Somewhere in the world right now a corporate office dweller is spending a sliver of their workday staring out the window, daydreaming about what it would be like to overhaul everything in their current life in favor of one with more nature and simplicity. I know this happens because I’ve met people up here who have followed that exact daydream right out of their corporate job. Andria Metrakos traded in her white collar job in the automotive industry for a garden, a farmstand and a bus full of chickens.
Eight years ago Andria bought a Maple City home that sits on five acres of land. The house was meant to be a summer and weekend home, used as a getaway from city life.
“May of 2013 I moved here full time. I’m from Phoenix, Arizona. When I got out of college I got a job in the auto industry in the Detroit area. My best friend from college, her grandma had a house on Big Glen. We graduated in December of ‘94, so the summer of ‘95 was the first year I came up here. After that first winter here I was ready to leave, and then we came up here and I fell in love with northern Michigan.”
From 1995 to 2012 Andria came to northern Michigan every summer whether it was for a long weekend or an extended stay. With each passing summer, Andria fell more in love with the region and thought more about her desire to farm.
“I bought this place and decided I wanted to try to live here full time. These trees right here,” she gestured to a cluster of small trees, “I planted in 2013. They were like sticks. I was like, ‘holy cow this is a lot of work. If I think I’m going to have a farm I can’t wait til I retire.’ So that was kind of the impetus to quit my job, sell my house in Rochester and move up here.”
Andria grew up with parents who loved to garden, and she attributes some of her passion for farming to that. Her mom would spend summers with her in Maple City and the first summer she was living there full time, Andria’s mom came to stay and help her start a garden.
“I had an awesome garden. We would plant it together, but she would tend it. I only grow heirloom vegetables. I don’t use pesticides, I don’t use herbicides.”
A friend helped her build a farmstand where she could sell her veggies and whatever else she wanted to include in the stand.
“I’ve had chickens every year since 2013. I would get the chickens in the spring, we’d keep them all summer and I’d sell the eggs and then I usually gave them to my neighbor who’s now my fiance. He would take them in the fall.”
__________________________________________________
### To be done
**1.** Please say whether each statement agrees with the article about Andria Metrakos, answering yes or no and quoting the deciding words: (a) Andria moved to Maple City full time in May 2013. (b) Andria uses herbicides on her garden. (c) Andria first came to northern Michigan in the summer of 1996.
**2.** Sum up the article about Andria Metrakos in two sentences.
The records can be left aside.
__________________________________________________
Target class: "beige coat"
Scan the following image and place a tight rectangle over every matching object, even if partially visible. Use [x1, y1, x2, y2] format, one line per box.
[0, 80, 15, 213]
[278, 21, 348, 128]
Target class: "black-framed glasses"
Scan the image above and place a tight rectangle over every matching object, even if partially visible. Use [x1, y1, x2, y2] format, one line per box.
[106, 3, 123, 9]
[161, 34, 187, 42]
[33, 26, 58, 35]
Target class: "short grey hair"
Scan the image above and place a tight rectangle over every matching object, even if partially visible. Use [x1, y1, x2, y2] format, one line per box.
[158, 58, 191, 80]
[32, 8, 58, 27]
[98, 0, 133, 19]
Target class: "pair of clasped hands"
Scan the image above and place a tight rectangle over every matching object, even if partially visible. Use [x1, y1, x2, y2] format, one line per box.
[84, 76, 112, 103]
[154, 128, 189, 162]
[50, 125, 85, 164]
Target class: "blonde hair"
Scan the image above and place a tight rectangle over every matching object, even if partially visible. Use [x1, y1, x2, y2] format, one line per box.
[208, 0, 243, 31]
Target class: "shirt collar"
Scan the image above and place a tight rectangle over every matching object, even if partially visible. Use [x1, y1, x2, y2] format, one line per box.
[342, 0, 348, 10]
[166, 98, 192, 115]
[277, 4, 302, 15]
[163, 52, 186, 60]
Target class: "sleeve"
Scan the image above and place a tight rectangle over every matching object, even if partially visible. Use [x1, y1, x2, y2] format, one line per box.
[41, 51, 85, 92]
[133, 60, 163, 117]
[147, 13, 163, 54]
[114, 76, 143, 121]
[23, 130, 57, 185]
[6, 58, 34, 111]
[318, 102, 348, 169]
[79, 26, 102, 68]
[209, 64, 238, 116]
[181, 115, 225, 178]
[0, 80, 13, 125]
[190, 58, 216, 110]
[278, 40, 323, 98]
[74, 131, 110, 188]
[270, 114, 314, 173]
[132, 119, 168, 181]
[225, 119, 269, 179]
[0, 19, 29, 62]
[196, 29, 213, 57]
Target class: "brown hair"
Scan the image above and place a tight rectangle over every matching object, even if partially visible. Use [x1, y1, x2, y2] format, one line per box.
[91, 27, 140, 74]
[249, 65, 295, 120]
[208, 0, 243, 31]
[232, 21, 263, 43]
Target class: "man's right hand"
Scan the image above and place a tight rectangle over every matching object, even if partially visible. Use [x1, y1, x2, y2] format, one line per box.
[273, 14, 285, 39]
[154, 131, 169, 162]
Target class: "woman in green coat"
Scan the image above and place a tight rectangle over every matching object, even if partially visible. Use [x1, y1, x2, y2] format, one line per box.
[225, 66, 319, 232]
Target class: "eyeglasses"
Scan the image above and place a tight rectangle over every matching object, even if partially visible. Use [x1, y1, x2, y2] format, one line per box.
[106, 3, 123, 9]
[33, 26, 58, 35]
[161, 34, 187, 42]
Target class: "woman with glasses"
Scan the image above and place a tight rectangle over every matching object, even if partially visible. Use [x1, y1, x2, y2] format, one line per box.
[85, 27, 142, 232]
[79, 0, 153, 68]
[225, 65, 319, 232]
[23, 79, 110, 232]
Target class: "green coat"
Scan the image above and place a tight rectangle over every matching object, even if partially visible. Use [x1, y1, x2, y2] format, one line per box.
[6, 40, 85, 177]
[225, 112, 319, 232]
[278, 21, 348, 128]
__________________________________________________
### Responses to the exercise
**1.**
(a) Yes: "May of 2013 I moved here full time."
(b) No: "I don’t use pesticides, I don’t use herbicides."
(c) No: "so the summer of ‘95 was the first year I came up here."

**2.** Andria Metrakos left her white collar job in the automotive industry and moved full time in May 2013 to a Maple City home on five acres, after spending every summer from 1995 to 2012 in northern Michigan. There she grows heirloom vegetables without pesticides or herbicides, sells them at a farmstand a friend helped her build, and has kept chickens every year since 2013.